WHAT YOU NEED TO DO >> Lay out as a JSON list of strings the lines from the one containing "Objective — one marker per instance of the rear" through the end of the data below, with one string per line and any blank lines left out.

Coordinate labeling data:
▬▬▬

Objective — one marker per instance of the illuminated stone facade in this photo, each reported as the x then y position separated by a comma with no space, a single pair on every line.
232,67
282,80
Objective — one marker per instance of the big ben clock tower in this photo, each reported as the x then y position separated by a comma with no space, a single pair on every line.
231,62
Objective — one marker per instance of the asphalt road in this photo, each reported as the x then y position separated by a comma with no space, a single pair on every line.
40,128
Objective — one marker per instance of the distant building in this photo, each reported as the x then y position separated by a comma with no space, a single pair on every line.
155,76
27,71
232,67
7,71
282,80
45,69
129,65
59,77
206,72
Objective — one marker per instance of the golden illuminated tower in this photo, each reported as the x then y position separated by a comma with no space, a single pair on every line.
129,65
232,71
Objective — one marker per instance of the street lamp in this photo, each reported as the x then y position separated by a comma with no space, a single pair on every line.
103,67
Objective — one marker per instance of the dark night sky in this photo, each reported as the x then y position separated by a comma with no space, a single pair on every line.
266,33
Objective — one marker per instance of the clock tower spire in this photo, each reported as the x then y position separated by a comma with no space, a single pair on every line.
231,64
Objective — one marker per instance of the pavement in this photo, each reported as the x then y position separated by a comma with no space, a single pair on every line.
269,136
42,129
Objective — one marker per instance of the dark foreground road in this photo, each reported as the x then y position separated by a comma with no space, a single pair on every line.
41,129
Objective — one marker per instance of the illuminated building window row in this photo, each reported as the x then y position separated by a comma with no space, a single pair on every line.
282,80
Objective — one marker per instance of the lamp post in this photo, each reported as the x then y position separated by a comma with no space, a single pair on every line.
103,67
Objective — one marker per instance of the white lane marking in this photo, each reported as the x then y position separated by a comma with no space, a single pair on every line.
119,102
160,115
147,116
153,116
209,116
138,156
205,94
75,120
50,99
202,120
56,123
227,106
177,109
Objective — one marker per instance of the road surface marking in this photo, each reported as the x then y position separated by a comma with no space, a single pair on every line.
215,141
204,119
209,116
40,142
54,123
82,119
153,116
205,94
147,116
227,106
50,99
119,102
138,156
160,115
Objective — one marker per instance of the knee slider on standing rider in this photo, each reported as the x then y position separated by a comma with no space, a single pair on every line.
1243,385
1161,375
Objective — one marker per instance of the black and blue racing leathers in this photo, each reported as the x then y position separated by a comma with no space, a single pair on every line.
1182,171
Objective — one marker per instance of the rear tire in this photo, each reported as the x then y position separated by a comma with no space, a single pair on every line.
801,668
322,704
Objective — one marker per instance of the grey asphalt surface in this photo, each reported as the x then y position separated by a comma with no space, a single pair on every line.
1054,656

▬▬▬

FULL SOLUTION >>
[
  "Objective — one marker per instance of the rear tire in this photo, each reported as the x then y position separated by a comma with no space, a single pair on every line.",
  "801,668",
  "322,704",
  "Objective — one marker per instance of the grey asphalt surface in this photo, each reported as the x then y position separated by a comma with no space, a single pair on every line.",
  "1054,656"
]